--- GIVEN TEXT ---
* * *
The woman who committed suicide using a toxic chemical on Tuesday at the Berkeley City Club, prompting a hazardous materials evacuation, was a former professor at UC Berkeley. She killed herself on her 71st birthday.
Sydney Kustu was a professor emerita in plant and microbial biology at Cal’s College of Natural Resources and a member of the prestigious National Academy of Sciences. She was born March 18, 1943, according to an official at the Alameda County coroner’s office, who said Kustu was a Berkeley resident.
Kustu was found deceased in a room at the City Club by a maid, according to an employee of the club, which also operates as a hotel. She had left notes for authorities warning them about the dangerous substance, according to the staffer.
Berkeley Police confirmed that the chemical used in the suicide was sodium azide.
* * *
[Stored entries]

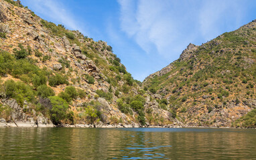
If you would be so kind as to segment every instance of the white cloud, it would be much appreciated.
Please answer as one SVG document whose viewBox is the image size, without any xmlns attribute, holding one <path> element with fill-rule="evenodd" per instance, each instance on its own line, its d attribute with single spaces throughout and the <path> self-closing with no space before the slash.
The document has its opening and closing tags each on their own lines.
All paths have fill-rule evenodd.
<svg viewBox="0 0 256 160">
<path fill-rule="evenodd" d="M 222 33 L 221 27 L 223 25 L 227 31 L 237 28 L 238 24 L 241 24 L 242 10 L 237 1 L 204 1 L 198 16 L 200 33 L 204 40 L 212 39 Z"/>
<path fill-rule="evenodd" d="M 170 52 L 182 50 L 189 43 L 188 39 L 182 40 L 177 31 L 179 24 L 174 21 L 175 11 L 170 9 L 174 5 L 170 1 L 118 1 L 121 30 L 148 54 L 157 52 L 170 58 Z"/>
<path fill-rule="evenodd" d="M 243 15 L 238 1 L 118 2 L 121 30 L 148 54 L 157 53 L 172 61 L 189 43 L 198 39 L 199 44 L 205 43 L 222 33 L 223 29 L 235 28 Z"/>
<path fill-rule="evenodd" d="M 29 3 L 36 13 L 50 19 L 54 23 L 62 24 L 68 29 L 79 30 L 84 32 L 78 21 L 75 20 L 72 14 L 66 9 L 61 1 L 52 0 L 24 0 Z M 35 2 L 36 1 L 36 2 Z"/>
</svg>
* * *
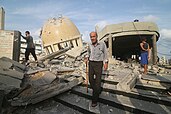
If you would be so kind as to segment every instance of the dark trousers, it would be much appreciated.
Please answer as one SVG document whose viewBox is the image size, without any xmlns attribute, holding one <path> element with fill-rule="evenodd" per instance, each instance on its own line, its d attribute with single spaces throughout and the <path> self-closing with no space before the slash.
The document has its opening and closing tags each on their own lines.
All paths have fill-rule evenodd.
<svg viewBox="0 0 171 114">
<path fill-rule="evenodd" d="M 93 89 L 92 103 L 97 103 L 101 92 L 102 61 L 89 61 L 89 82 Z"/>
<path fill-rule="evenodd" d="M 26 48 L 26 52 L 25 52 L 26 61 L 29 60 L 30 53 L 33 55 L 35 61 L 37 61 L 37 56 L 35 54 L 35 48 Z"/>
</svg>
* * *
--- PROBLEM SET ---
1. In the news report about Sydney Kustu, what academic field was she a professor emerita in?
2. Transcribe the news report about Sydney Kustu, starting at "Sydney Kustu was" and ending at "to the staffer.".
3. Go on with the news report about Sydney Kustu from the point where it stops.

--- RESULTS OF THE EXERCISE ---
1. Plant and microbial biology, at Cal's College of Natural Resources.

2.
Sydney Kustu was a professor emerita in plant and microbial biology at Cal’s College of Natural Resources and a member of the prestigious National Academy of Sciences. She was born March 18, 1943, according to an official at the Alameda County coroner’s office, who said Kustu was a Berkeley resident.
Kustu was found deceased in a room at the City Club by a maid, according to an employee of the club, which also operates as a hotel. She had left notes for authorities warning them about the dangerous substance, according to the staffer.

3.
Berkeley Police and Fire departments responded to a call of a “person down” at 1:56 p.m. Tuesday. A joint command that included UCPD spent several hours removing the hazardous material and making sure the building was safe. The club was evacuated and the 2300 block of Durant Avenue was closed to traffic and pedestrians until the evening.
The Berkeley Police Department said they treated the situation as a hazmat situation from the start, based off the warnings that were left behind. “We treated the situation with an abundance of caution given the nature of what we were dealing with,” said Berkeley Police spokeswoman Officer Stephanie Polizziani.
The Coroner’s Bureau official said a medical examination might take place Thursday to confirm Kustu’s cause of death. However it might be decided not to conduct the exam, he said, if it was determined it would cause “a risk of exposure of the chemicals to employees.”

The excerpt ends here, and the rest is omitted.